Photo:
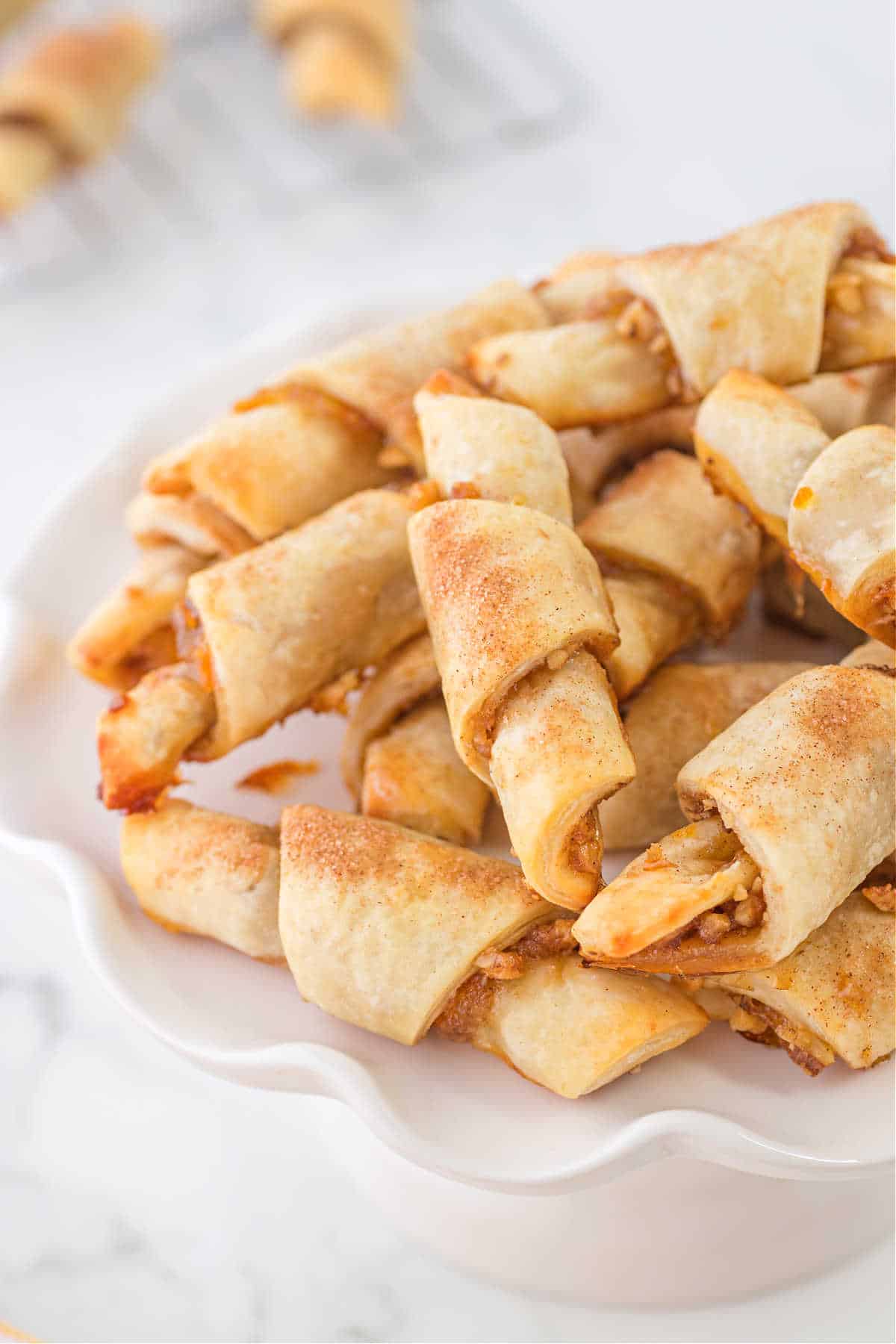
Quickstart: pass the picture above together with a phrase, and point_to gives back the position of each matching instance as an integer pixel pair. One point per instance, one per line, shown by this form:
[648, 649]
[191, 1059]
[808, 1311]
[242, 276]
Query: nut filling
[470, 1003]
[742, 912]
[756, 1021]
[638, 320]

:::

Work instructions: An exact copy of the entries, without any pictures, is what the answer should be.

Reply to the task:
Photo:
Quickstart: pass the picture above together with a phrase, and point_to gives back the position of each matching instance as an integer pixel pair. One point per instance, one per line, shown by this form:
[648, 649]
[191, 1059]
[808, 1311]
[242, 276]
Query: nut filling
[470, 1003]
[742, 912]
[756, 1021]
[638, 320]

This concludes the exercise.